-- Problem details --
Reproduce the listing that follows with no differences at all.

-- Provided material --
########################################
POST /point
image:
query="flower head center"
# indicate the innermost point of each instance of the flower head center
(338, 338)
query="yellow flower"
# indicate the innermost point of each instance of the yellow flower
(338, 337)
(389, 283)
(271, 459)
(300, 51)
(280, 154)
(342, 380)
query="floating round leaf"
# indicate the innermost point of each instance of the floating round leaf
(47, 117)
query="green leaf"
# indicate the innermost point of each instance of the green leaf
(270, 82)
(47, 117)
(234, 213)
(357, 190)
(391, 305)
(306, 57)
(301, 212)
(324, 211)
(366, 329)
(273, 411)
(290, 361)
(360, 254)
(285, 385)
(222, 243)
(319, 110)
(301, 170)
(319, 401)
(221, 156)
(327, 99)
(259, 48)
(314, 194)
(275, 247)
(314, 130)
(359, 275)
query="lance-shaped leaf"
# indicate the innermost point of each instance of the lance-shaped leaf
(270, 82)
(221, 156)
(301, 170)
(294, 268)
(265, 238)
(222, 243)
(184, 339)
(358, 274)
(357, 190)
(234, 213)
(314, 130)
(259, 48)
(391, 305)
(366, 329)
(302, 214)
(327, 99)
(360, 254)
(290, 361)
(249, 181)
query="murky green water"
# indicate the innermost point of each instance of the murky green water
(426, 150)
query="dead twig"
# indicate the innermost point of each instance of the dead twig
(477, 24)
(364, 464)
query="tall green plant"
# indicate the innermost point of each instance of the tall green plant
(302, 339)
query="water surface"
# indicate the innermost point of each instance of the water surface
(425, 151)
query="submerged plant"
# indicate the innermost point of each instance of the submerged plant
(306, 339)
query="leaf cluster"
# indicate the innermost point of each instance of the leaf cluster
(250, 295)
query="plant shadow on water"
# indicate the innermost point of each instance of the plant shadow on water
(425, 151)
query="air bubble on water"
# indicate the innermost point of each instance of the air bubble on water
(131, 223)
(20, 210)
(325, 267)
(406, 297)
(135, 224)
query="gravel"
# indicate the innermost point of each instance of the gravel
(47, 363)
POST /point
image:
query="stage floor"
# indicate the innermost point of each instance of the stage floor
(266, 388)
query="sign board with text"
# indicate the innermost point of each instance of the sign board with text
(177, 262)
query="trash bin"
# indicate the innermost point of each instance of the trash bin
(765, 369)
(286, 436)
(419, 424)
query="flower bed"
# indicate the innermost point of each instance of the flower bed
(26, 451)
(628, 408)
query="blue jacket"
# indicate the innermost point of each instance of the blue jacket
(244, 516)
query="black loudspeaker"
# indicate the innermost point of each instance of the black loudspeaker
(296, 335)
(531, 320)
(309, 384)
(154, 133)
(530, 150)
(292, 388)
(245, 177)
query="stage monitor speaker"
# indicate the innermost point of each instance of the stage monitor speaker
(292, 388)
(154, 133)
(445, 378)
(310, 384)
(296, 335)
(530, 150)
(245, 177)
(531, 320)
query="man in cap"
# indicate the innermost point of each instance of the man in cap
########################################
-- Full output --
POST /point
image:
query="flower head center"
# indicate the innermost point of each instance of the flower head center
(338, 338)
query="yellow flower"
# indicate the innermost point of each instance of the yellow flower
(338, 337)
(389, 283)
(271, 459)
(300, 51)
(280, 154)
(342, 380)
query="floating round leaf"
# indicate the innermost point of each instance of the floating round leaf
(47, 117)
query="green leaf"
# indicate the innermost point of each instance of the green leaf
(270, 82)
(47, 117)
(234, 213)
(357, 190)
(391, 305)
(306, 57)
(301, 212)
(324, 211)
(366, 329)
(273, 411)
(290, 361)
(360, 254)
(285, 385)
(222, 243)
(319, 110)
(301, 170)
(319, 401)
(221, 156)
(327, 99)
(259, 48)
(314, 194)
(275, 247)
(314, 130)
(359, 275)
query="lance-shaped leaf"
# indicate the innermost point of each instance of the lance-shaped leaf
(270, 82)
(221, 156)
(301, 170)
(294, 268)
(265, 238)
(222, 243)
(184, 339)
(358, 274)
(357, 190)
(234, 213)
(314, 130)
(259, 48)
(391, 305)
(366, 329)
(302, 214)
(327, 99)
(360, 254)
(290, 361)
(249, 181)
query="murky green water"
# indicate the innermost point of each instance of the murky green water
(426, 150)
query="dead twig"
# indicate the innermost point of each instance of the dead twig
(477, 24)
(364, 464)
query="tall green plant"
# indicate the innermost point of each instance of the tall green plant
(302, 339)
query="water surface"
# indicate the innermost point of each instance of the water surface
(425, 151)
query="submerged plant"
# indicate the innermost point of each instance of the submerged plant
(306, 339)
query="leaf cluster"
# indicate the innermost point of each instance of the leaf cluster
(250, 295)
query="plant shadow on water"
# indicate the innermost point of each instance of the plant shadow on water
(425, 151)
query="air bubble on water"
# indicate the innermost point of each instance of the air bubble on water
(131, 223)
(20, 210)
(325, 267)
(406, 297)
(135, 224)
query="gravel"
# indicate the innermost point of each instance of the gravel
(47, 363)
POST /point
image:
query="stage floor"
# indicate the innermost point of each instance of the stage floor
(266, 388)
query="sign board with text"
# indicate the innermost point of each instance of the sign board with text
(177, 262)
query="trash bin"
# indicate the innermost point of each instance of the trash bin
(765, 369)
(286, 436)
(419, 424)
query="flower bed"
# indicate the innermost point of each instance of the flower bed
(26, 451)
(628, 408)
query="blue jacket"
# indicate the innermost point of each instance of the blue jacket
(244, 516)
query="black loudspeaker"
# indicate the innermost point of each instance of the black loudspeaker
(296, 335)
(531, 320)
(309, 384)
(154, 133)
(530, 150)
(292, 388)
(245, 177)
query="stage monitor speaker"
# indicate the innermost point of each instance of the stage monitor speaker
(292, 388)
(154, 133)
(445, 378)
(310, 384)
(296, 335)
(530, 150)
(245, 177)
(531, 320)
query="man in cap"
# indicate the innermost point of each instance of the man in cap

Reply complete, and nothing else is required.